ZIEL DER AUFGABE ::
Beantworte mithilfe des Textausschnitts über die Geißelung Jesu die folgenden Fragen.
(a) Wie viele Schläge erhielt Jesus, und wie nannten die Römer die dafür verwendete Peitsche?
(b) Wodurch wurden die Lederriemen am unteren Ende beschwert?
(c) Was hängten die Soldaten Jesus laut dem Matthäus-Evangelium um?

═════ TEXTAUSSCHNITT ═════

Folter
Bevor Jesus gekreuzigt wurde, ließ man ihn auspeitschen. 39 Schläge erhielt er mit einer Peitsche, die die Römer Flagrum nannten. Es war mehr als eine Peitsche. Es war ein Folterinstrument. Das Flagrum bestand aus einem soliden Griff, an dem mehrere Lederriemen befestigt waren, die am unteren Ende durch Bleistücke beschwert wurden. Meist wurden weitere Bleistücke, Widerhaken oder Knochenstücke eingewoben, um dem Opfer einen möglichst großen Schmerz zuzufügen.
Meist waren die Opfer bereits nach der Geißelung mehr tot als lebendig – immer wieder kam es in der Geschichte der römischen Herrschaft aber auch vor, dass Menschen schon beim Auspeitschen starben.
Echt gemein
Den Soldaten, die diese Bestrafung durchführten, kann man keinen Vorwurf machen, sie befolgten nur Befehle. Aber was dann mit Jesus geschah, erstaunt.
Noch bevor er gekreuzigt wurde, quälten Soldaten ihn ohne Grund und ohne Anweisung einfach weiter. Im Matthäus-Evangelium wird beschrieben, dass sie Jesus die Kleider auszogen und einen scharlachroten Mantel umhingen.

═════ EXTRAHIERTE ZEILEN ═════

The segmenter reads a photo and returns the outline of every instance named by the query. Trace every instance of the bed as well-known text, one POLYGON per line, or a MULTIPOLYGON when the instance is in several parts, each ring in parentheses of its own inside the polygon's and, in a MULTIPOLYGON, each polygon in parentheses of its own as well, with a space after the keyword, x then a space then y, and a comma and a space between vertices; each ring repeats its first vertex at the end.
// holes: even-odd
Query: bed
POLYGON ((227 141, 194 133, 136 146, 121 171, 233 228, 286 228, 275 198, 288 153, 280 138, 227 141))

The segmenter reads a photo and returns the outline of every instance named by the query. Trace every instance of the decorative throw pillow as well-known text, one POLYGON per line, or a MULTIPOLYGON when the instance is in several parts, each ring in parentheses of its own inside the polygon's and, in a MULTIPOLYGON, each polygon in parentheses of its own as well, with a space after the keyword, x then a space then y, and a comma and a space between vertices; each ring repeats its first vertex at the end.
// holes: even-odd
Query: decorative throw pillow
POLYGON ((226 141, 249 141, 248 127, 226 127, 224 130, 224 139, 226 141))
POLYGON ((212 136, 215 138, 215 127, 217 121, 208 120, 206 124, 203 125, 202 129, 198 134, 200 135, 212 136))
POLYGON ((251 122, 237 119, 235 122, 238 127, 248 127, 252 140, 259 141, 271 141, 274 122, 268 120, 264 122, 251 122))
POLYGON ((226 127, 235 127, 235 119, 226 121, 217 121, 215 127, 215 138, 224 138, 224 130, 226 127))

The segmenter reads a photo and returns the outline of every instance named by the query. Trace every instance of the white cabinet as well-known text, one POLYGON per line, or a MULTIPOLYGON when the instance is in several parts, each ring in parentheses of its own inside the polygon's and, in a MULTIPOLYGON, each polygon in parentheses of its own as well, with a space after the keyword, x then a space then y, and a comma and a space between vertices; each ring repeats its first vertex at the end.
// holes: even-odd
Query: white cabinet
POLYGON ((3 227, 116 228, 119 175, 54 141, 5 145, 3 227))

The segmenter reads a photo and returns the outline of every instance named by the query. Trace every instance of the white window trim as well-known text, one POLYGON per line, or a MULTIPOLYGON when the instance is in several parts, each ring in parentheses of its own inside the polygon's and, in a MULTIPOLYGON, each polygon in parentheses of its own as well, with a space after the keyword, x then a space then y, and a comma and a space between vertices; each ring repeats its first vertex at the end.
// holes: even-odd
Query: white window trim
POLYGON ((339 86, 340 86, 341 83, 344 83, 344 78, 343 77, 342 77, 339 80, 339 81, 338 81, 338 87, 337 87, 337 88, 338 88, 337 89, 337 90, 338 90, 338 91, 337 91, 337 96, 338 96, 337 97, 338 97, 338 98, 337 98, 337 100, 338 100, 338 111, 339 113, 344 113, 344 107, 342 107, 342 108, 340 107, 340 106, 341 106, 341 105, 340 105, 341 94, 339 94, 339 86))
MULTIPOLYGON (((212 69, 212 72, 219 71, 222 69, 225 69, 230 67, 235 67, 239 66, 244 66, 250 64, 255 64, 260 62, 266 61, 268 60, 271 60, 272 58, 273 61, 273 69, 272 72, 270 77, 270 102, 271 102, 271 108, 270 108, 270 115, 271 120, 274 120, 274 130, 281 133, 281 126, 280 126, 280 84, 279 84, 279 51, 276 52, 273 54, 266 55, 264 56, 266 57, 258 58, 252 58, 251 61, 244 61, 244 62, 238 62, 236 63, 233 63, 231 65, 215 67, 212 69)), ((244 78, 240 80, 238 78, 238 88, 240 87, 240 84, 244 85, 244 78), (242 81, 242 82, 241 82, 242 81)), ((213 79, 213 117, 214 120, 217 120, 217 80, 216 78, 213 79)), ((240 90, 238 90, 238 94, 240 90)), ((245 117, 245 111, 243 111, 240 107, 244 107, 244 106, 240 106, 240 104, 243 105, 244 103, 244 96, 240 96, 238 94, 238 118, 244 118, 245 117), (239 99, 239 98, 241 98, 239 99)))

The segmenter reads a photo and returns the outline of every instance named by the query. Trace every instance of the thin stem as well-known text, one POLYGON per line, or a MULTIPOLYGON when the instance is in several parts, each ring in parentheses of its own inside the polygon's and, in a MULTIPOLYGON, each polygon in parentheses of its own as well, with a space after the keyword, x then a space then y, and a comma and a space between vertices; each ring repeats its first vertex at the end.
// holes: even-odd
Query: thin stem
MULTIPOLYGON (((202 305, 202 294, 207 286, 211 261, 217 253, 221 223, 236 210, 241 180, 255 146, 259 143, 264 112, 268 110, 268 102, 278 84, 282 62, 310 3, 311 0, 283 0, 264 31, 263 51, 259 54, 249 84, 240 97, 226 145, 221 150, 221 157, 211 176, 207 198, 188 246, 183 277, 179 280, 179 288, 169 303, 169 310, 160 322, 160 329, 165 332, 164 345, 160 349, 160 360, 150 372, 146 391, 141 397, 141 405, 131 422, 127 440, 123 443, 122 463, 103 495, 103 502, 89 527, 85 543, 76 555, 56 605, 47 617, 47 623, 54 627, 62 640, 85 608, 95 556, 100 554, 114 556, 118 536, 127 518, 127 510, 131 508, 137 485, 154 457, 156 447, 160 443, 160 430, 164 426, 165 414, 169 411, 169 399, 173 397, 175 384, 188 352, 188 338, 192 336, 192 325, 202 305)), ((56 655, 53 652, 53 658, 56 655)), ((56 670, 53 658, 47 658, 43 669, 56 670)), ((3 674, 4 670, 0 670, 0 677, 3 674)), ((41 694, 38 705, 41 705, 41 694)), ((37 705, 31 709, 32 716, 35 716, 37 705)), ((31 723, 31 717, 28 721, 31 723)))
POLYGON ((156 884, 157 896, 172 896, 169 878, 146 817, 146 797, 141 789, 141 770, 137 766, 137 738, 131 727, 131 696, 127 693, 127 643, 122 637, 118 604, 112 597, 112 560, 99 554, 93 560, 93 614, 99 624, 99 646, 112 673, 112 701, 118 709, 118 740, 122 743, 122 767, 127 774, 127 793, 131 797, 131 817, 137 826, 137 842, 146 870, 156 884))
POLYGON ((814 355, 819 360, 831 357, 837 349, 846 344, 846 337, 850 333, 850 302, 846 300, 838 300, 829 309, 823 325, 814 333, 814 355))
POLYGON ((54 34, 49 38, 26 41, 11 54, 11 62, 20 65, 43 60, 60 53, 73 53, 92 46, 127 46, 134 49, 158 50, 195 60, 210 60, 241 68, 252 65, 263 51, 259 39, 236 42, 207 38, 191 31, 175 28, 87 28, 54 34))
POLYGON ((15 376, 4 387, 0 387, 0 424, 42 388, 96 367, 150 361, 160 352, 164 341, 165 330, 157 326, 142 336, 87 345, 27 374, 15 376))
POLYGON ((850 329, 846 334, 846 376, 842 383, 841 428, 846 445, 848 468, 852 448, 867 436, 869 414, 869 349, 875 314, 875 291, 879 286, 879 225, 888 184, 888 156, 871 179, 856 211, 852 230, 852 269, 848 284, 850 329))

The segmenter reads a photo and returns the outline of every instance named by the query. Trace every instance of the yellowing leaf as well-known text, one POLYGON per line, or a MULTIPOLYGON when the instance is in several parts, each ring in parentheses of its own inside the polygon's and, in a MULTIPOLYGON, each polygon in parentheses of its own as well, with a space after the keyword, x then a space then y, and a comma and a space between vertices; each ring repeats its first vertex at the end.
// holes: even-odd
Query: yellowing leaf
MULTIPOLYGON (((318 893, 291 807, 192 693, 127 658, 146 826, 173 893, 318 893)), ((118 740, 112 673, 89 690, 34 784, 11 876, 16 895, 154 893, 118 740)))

═════

ERGEBNIS DER ÜBUNG ::
(a) Er erhielt 39 Schläge; die Römer nannten die Peitsche Flagrum.
(b) Durch Bleistücke.
(c) Einen scharlachroten Mantel.